* **Supplied entries**:
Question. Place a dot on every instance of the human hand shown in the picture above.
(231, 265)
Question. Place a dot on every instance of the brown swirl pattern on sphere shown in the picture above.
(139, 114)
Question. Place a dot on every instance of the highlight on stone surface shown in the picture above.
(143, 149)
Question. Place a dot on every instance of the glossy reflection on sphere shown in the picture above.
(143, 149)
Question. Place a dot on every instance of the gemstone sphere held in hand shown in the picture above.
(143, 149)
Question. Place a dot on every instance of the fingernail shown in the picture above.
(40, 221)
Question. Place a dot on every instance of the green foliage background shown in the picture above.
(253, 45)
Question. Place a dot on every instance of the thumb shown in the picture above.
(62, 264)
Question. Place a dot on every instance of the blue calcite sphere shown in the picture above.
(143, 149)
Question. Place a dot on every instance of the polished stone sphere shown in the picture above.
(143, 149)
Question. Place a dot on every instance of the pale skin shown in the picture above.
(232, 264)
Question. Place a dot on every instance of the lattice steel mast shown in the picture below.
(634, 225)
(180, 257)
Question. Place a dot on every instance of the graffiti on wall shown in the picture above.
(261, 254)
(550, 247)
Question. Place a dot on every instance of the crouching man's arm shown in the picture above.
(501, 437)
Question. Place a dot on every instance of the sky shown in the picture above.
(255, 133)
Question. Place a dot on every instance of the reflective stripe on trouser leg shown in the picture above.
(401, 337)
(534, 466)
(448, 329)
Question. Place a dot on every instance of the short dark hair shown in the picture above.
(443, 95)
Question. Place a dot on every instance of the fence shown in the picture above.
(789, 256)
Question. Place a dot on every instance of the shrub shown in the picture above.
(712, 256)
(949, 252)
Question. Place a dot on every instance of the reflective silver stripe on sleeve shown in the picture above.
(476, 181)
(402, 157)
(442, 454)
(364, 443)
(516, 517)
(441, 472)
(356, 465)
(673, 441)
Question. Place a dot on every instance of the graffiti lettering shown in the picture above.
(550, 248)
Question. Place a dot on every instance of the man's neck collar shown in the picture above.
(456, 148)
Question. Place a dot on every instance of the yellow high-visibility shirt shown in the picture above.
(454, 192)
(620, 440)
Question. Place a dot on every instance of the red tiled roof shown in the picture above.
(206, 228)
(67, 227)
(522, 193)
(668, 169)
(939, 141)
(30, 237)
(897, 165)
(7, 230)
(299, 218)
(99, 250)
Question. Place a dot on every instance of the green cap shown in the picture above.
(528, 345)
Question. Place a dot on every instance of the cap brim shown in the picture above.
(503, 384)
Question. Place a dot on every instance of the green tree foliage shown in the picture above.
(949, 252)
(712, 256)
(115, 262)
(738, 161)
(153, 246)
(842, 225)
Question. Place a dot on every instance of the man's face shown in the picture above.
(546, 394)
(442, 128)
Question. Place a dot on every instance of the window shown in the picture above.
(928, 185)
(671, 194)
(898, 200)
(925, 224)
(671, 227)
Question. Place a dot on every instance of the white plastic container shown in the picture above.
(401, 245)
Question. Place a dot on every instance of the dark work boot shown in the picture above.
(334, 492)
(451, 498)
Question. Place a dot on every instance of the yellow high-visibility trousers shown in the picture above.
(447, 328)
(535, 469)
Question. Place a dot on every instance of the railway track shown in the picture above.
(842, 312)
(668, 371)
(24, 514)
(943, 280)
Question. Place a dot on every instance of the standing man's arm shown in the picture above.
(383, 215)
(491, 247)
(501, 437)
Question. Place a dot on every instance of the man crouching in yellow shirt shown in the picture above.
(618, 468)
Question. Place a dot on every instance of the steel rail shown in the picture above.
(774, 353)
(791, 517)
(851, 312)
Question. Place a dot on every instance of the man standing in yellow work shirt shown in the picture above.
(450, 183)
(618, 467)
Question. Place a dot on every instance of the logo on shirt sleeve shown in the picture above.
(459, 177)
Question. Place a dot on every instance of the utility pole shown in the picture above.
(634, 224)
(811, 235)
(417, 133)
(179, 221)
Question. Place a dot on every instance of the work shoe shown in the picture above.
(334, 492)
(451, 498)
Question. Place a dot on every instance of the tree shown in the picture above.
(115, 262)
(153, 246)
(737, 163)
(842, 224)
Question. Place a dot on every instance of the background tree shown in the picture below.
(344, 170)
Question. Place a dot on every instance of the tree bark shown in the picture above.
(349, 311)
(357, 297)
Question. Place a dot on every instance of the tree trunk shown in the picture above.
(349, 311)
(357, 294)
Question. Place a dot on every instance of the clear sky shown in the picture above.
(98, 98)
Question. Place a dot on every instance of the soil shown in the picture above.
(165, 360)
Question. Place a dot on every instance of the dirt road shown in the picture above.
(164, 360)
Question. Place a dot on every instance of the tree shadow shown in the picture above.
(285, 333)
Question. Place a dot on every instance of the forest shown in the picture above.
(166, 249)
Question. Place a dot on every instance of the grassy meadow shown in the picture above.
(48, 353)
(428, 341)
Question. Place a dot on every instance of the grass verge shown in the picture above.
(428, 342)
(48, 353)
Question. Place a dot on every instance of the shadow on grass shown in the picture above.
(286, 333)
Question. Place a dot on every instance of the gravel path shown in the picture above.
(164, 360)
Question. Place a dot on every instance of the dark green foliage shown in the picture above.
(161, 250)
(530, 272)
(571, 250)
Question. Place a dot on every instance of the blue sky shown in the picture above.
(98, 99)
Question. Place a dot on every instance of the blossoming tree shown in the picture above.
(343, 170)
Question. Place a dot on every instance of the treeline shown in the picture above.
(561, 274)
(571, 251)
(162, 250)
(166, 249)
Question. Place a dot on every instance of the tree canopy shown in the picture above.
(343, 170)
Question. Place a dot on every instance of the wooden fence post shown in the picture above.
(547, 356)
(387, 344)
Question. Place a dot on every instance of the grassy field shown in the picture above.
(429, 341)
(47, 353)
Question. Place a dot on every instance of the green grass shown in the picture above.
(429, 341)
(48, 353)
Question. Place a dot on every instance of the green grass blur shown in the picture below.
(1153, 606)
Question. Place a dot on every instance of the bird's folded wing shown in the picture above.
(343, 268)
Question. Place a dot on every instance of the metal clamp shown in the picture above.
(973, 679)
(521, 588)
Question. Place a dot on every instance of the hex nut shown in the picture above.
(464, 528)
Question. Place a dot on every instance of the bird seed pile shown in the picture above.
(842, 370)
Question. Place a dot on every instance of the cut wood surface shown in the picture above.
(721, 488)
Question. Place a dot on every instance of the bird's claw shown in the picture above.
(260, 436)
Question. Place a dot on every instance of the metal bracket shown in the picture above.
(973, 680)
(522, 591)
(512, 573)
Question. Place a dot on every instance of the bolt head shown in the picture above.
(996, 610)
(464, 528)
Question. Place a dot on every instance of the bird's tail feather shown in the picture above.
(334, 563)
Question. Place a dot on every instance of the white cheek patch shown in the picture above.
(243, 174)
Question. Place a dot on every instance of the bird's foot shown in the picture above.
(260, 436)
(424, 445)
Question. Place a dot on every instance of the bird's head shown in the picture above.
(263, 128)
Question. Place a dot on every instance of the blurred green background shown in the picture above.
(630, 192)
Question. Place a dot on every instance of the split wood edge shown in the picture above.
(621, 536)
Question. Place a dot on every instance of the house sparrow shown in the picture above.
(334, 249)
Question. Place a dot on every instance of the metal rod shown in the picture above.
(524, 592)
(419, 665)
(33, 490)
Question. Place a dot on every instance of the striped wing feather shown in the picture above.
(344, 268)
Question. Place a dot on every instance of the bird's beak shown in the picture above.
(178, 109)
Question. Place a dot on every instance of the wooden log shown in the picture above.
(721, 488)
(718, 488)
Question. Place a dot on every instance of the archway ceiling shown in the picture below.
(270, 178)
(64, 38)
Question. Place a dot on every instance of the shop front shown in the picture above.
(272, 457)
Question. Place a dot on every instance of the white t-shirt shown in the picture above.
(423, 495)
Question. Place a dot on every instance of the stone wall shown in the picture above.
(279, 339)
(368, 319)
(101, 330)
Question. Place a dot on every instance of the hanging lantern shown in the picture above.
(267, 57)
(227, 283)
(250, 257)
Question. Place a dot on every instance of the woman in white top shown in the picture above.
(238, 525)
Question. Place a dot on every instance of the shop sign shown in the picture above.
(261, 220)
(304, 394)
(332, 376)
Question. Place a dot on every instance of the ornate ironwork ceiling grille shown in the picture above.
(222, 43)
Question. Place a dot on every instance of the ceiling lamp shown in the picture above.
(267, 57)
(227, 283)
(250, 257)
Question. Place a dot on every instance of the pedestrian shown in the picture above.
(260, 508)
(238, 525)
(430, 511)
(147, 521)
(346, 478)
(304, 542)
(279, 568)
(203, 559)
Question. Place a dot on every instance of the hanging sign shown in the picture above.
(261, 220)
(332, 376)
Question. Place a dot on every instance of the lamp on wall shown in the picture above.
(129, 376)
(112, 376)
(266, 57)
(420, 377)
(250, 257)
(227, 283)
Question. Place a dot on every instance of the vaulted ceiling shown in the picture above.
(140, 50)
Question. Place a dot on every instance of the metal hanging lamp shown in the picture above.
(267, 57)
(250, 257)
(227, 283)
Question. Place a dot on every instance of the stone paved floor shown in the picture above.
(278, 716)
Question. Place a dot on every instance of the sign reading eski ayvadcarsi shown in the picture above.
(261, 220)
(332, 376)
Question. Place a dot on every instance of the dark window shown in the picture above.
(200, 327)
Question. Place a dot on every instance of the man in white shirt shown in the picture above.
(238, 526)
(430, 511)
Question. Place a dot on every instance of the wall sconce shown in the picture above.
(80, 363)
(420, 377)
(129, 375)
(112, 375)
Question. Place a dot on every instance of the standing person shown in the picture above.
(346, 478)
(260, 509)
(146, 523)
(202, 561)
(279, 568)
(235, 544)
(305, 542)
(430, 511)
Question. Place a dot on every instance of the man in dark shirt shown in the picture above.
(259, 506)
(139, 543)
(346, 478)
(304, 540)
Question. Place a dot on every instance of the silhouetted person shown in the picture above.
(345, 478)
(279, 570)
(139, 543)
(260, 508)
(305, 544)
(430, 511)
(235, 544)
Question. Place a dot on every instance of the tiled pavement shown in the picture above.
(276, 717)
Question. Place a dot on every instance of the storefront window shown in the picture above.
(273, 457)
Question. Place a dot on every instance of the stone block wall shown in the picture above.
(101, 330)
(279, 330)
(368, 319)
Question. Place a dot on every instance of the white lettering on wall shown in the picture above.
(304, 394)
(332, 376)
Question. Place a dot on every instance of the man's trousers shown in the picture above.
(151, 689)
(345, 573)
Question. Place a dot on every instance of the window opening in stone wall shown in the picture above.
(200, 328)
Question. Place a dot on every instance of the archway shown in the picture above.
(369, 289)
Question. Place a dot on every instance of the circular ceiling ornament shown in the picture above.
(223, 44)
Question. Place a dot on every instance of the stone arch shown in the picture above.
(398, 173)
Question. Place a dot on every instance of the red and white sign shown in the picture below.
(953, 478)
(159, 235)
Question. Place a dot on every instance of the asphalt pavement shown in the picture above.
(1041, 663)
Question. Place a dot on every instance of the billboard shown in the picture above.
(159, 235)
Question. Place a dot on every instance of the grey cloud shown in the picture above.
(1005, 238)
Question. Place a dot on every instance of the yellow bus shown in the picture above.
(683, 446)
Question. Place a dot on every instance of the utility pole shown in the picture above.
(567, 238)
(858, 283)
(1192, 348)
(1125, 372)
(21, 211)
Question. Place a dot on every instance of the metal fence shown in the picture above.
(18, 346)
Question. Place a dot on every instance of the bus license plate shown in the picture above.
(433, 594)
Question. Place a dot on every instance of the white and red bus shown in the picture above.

* **Required task**:
Beginning at the line that holds "Question. Place a dot on every instance of the tiled", reproduce each line of the records above down to and including the last one.

* **Reply**:
Question. Place a dot on every instance of the tiled pavement shown in the picture above.
(276, 717)
Question. Place a dot on every instance of the storefront window shown in the picture above.
(273, 457)
Question. Place a dot on every instance of the stone block wall shown in the picture above.
(101, 330)
(279, 330)
(368, 319)
Question. Place a dot on every instance of the white lettering on wall shown in the picture above.
(304, 394)
(332, 376)
Question. Place a dot on every instance of the man's trousers shown in the picture above.
(151, 689)
(345, 573)
Question. Place a dot on every instance of the window opening in stone wall shown in the picture above.
(200, 328)
Question. Place a dot on every instance of the archway shown in the picture above.
(369, 289)
Question. Place a dot on every instance of the circular ceiling ornament shown in the picture above.
(223, 44)
Question. Place a dot on every instance of the stone arch shown in the picture above.
(398, 173)
Question. Place a dot on every instance of the red and white sign shown in the picture below.
(953, 478)
(159, 235)
Question. Place a dot on every instance of the asphalt pavement shown in the picture above.
(1041, 663)
Question. Place a dot on every instance of the billboard shown in the picture above.
(159, 235)
Question. Place a dot on every instance of the grey cloud shown in the picture above.
(1005, 238)
Question. Place a dot on every instance of the yellow bus shown in the picture above.
(683, 446)
Question. Place a dot on every instance of the utility pole shown in the picture above.
(567, 238)
(858, 283)
(1192, 348)
(1125, 372)
(21, 211)
Question. Place a dot on every instance of the metal fence shown in the picture above.
(18, 346)
Question. Place a dot on every instance of the bus license plate shown in the picture above.
(433, 594)
Question. Place a dot on every instance of the white and red bus shown in the picture above.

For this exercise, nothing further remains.